§ TASK DIRECTIONS
Please reproduce the lines below word for word, leaving out the pictures.

§ INPUT FOR THIS TASK
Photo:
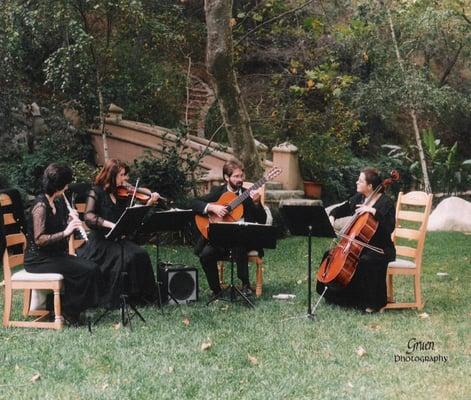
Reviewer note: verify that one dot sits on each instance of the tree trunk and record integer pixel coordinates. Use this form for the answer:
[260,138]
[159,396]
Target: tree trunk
[412,113]
[219,60]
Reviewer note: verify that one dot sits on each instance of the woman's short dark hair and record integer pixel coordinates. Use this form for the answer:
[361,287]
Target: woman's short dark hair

§ EXERCISE SOLUTION
Photo:
Reviewer note: verify that one dot sits on each instance of the tree trunk and record integer pixel coordinates. Use this form for the answer:
[260,138]
[159,396]
Target: tree trunk
[412,113]
[219,60]
Reviewer note: verify that one dot sits on each instance of the woman's short dark hair and record integer pixel coordinates. Use this form for the answer:
[361,287]
Target: woman's short dark hair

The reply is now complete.